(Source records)
════════════════════

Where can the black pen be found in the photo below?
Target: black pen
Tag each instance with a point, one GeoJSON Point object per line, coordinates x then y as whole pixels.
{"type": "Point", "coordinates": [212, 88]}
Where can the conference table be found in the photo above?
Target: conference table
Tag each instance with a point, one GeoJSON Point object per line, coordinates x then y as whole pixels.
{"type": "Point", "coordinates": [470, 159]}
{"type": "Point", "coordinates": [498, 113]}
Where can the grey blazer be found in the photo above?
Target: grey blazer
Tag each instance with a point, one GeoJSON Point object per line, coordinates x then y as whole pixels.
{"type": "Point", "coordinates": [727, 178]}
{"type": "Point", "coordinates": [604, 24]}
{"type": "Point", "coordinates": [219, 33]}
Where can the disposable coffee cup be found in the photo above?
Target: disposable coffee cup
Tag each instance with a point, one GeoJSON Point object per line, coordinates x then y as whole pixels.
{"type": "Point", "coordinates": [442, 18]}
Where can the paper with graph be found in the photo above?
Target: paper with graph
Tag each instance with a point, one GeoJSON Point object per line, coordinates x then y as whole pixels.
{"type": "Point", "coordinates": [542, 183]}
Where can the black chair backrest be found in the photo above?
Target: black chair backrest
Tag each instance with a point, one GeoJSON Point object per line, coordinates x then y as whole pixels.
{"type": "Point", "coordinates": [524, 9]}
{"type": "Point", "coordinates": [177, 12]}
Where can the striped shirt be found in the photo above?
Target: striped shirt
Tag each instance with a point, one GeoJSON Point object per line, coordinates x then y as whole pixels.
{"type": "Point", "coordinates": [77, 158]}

════════════════════

◆ **Task brief**: Reproduce verbatim the stretch of the material from the line containing "Where can the paper" through the final line of the material.

◆ **Solved exercise**:
Where can the paper with graph be found in the photo above?
Target: paper with graph
Tag each instance with a point, one GeoJSON Point object per line, coordinates x then y as whole pixels.
{"type": "Point", "coordinates": [542, 183]}
Where can the black chair backrest be found in the photo above?
Target: black chair backrest
Tag each instance with a point, one GeoJSON Point object per line, coordinates x then y as whole pixels.
{"type": "Point", "coordinates": [524, 9]}
{"type": "Point", "coordinates": [177, 12]}
Where can the striped shirt be found in the photo above?
Target: striped shirt
Tag each instance with a point, one GeoJSON Point object per line, coordinates x then y as whole pixels.
{"type": "Point", "coordinates": [77, 158]}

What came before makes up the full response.